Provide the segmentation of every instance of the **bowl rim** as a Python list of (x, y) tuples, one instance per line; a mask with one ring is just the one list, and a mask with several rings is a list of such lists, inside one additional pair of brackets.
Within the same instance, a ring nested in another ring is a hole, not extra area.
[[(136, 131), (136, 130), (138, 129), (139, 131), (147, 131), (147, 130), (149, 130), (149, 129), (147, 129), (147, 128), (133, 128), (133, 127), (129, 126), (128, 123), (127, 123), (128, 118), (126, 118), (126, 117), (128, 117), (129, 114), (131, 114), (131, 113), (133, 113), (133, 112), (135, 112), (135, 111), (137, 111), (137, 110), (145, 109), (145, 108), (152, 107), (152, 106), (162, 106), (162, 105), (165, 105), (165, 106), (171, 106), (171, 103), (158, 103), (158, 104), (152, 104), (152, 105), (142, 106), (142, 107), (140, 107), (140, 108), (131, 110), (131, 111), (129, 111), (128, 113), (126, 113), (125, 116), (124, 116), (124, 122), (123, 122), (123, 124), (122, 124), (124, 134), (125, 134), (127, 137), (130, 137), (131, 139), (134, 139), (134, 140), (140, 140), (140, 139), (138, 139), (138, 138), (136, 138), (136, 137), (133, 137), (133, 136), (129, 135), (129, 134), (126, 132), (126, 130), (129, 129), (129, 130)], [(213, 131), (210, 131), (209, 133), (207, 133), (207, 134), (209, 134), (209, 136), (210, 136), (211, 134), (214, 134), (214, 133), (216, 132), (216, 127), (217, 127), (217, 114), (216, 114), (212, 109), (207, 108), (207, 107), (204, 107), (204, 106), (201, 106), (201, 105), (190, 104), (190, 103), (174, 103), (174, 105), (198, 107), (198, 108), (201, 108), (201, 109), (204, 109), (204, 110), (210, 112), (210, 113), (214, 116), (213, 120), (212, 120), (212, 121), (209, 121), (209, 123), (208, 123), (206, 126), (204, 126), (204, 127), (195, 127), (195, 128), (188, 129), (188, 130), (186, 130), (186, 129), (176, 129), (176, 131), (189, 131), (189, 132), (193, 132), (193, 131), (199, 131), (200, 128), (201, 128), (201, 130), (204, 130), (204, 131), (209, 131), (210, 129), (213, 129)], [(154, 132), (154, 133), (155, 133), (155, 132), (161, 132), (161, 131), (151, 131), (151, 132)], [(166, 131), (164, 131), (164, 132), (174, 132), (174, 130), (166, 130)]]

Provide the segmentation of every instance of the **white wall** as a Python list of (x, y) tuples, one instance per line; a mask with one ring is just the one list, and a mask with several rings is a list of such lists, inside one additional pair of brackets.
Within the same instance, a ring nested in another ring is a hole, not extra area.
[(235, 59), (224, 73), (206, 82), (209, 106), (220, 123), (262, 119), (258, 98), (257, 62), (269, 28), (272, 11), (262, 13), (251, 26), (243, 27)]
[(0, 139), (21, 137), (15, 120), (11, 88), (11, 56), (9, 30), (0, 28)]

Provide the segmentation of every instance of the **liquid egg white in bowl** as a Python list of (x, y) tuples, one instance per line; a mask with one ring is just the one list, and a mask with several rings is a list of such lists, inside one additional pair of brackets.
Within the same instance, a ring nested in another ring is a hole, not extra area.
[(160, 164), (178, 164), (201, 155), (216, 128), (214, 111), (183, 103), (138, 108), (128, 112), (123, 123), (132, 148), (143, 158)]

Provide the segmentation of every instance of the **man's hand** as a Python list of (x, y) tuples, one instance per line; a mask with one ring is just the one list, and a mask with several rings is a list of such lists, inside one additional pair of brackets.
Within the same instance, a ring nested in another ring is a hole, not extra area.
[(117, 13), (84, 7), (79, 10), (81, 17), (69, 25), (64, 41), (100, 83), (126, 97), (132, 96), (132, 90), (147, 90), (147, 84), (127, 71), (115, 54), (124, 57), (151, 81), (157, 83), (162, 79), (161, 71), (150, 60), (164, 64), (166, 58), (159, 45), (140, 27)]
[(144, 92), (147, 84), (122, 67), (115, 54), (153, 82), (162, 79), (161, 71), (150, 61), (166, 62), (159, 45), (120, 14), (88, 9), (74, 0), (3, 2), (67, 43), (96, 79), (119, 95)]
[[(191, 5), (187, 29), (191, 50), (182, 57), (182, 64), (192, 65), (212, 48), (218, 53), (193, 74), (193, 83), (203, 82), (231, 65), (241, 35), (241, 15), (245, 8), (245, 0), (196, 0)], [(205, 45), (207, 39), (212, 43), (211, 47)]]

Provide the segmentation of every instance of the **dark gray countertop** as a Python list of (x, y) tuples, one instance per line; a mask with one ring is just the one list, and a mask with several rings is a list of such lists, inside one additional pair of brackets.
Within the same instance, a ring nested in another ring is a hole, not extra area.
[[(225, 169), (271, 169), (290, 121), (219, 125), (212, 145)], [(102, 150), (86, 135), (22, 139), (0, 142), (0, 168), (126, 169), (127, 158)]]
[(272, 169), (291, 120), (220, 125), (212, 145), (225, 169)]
--- --- ---
Problem: Transcribe the material above. Change nothing in it.

Solution to this exercise:
Provide the segmentation of every instance of the **bowl rim** as a Python list of (x, y) tuples, one instance per line; a mask with one ring is just the one list, and a mask with several rings is a list of such lists, inside one additional pair of brackets.
Within the same instance, a ring nested in another ring is a hole, not extra area.
[[(136, 131), (136, 130), (138, 129), (139, 131), (147, 131), (147, 130), (149, 130), (149, 129), (147, 129), (147, 128), (133, 128), (133, 127), (129, 126), (128, 123), (127, 123), (128, 118), (126, 118), (126, 117), (128, 117), (129, 114), (131, 114), (131, 113), (133, 113), (133, 112), (135, 112), (135, 111), (137, 111), (137, 110), (145, 109), (145, 108), (152, 107), (152, 106), (162, 106), (162, 105), (165, 105), (165, 106), (171, 106), (171, 103), (158, 103), (158, 104), (152, 104), (152, 105), (142, 106), (142, 107), (140, 107), (140, 108), (131, 110), (131, 111), (129, 111), (128, 113), (126, 113), (125, 116), (124, 116), (124, 122), (123, 122), (123, 124), (122, 124), (124, 134), (125, 134), (127, 137), (130, 137), (131, 139), (134, 139), (134, 140), (140, 140), (140, 139), (138, 139), (138, 138), (136, 138), (136, 137), (133, 137), (133, 136), (129, 135), (129, 134), (126, 132), (126, 130), (129, 129), (129, 130)], [(213, 131), (210, 131), (209, 133), (207, 133), (207, 134), (209, 134), (209, 136), (210, 136), (211, 134), (214, 134), (214, 133), (216, 132), (216, 127), (217, 127), (217, 114), (216, 114), (212, 109), (207, 108), (207, 107), (204, 107), (204, 106), (201, 106), (201, 105), (190, 104), (190, 103), (174, 103), (174, 105), (198, 107), (198, 108), (201, 108), (201, 109), (204, 109), (204, 110), (210, 112), (210, 113), (214, 116), (213, 120), (212, 120), (212, 121), (209, 121), (209, 123), (208, 123), (206, 126), (204, 126), (204, 127), (195, 127), (195, 128), (188, 129), (188, 130), (186, 130), (186, 129), (176, 129), (176, 131), (189, 131), (189, 132), (193, 132), (193, 131), (199, 131), (200, 128), (201, 128), (201, 130), (204, 130), (204, 131), (209, 131), (210, 129), (213, 129)], [(154, 132), (154, 133), (155, 133), (155, 132), (161, 132), (161, 131), (151, 131), (151, 132)], [(166, 131), (164, 131), (164, 132), (174, 132), (174, 130), (166, 130)]]

Provide the segmentation of every instance of the **white wall** as a Python list of (x, y) tuples, one instance per line; a mask with one ring is just the one list, and a mask with several rings is a list of such lists, inside one additional pair of brackets.
Within the same instance, a ring nested in another ring is a hole, not extra area.
[(235, 59), (224, 73), (206, 82), (209, 106), (220, 123), (262, 119), (258, 98), (257, 62), (269, 28), (272, 11), (262, 13), (251, 26), (243, 27)]
[(0, 139), (21, 137), (15, 120), (11, 88), (11, 56), (9, 30), (0, 28)]

Provide the segmentation of every instance of the **liquid egg white in bowl** as a Python list of (x, y) tuples, one instance per line; a mask with one ring is just the one list, and a mask with several rings is a list of such lists, inside one additional pair of brackets.
Within the same instance, a ring nested in another ring is a hole, not extra area.
[(160, 164), (178, 164), (201, 155), (216, 128), (214, 111), (183, 103), (138, 108), (128, 112), (123, 123), (132, 148), (143, 158)]

Provide the segmentation of every instance of the **man's hand** as a Python list of (x, y) tuples, one instance per line; a mask with one ring is just the one list, and a mask with several rings is a list of such lists, inside one additional pair of brackets.
Within the same instance, a ring nested in another ring is a hole, not extra area.
[(117, 13), (84, 7), (79, 10), (81, 17), (69, 25), (64, 41), (100, 83), (126, 97), (132, 96), (132, 90), (147, 90), (147, 84), (127, 71), (115, 54), (124, 57), (151, 81), (157, 83), (162, 79), (161, 71), (150, 60), (164, 64), (166, 58), (159, 45), (140, 27)]
[(144, 92), (147, 84), (122, 67), (115, 54), (153, 82), (162, 79), (161, 71), (150, 61), (166, 62), (159, 45), (120, 14), (88, 9), (74, 0), (3, 2), (67, 43), (96, 79), (119, 95)]
[[(191, 5), (187, 29), (191, 50), (182, 57), (182, 64), (192, 65), (212, 48), (218, 53), (193, 74), (193, 83), (203, 82), (231, 65), (241, 35), (241, 15), (245, 8), (245, 0), (196, 0)], [(205, 45), (207, 39), (212, 43), (211, 47)]]

Provide the segmentation of every instance of the **dark gray countertop** as a Python list of (x, y) tuples, one instance per line; a mask with one ring is just the one list, and a mask with several rings is a list of such lists, inside one additional pair of brackets.
Within the same instance, a ring nested in another ring is a hole, not extra area.
[[(225, 169), (271, 169), (290, 121), (219, 125), (212, 145)], [(102, 150), (86, 135), (22, 139), (0, 142), (0, 168), (126, 169), (127, 158)]]
[(272, 169), (291, 120), (220, 125), (212, 145), (225, 169)]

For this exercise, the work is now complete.